----- Data section -----

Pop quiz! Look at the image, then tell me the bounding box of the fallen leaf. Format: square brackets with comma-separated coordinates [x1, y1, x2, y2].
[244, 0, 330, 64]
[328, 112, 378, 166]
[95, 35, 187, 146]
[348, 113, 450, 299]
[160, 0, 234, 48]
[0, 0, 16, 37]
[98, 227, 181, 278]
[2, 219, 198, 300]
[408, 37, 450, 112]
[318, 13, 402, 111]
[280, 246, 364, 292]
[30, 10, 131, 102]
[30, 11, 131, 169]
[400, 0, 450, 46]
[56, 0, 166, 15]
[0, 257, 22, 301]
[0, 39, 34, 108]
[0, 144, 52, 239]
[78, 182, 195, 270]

-----

Directions = Repeat all of the rows above, including the request, and shift each bounding box by adding 36 to every coordinate.

Full response =
Pop quiz! Look at the image, then tell me the bounding box of the fallen leaf. Format: square brackets with comma-separated coordinates [x1, y1, x2, y2].
[280, 36, 366, 100]
[364, 148, 414, 202]
[131, 71, 223, 182]
[384, 149, 486, 335]
[196, 36, 270, 84]
[36, 36, 52, 73]
[134, 263, 217, 314]
[38, 255, 234, 336]
[444, 73, 486, 148]
[354, 49, 438, 147]
[316, 282, 400, 328]
[66, 46, 167, 138]
[66, 47, 167, 205]
[436, 36, 486, 82]
[92, 36, 202, 51]
[36, 293, 58, 337]
[36, 75, 70, 144]
[36, 180, 88, 275]
[114, 218, 231, 306]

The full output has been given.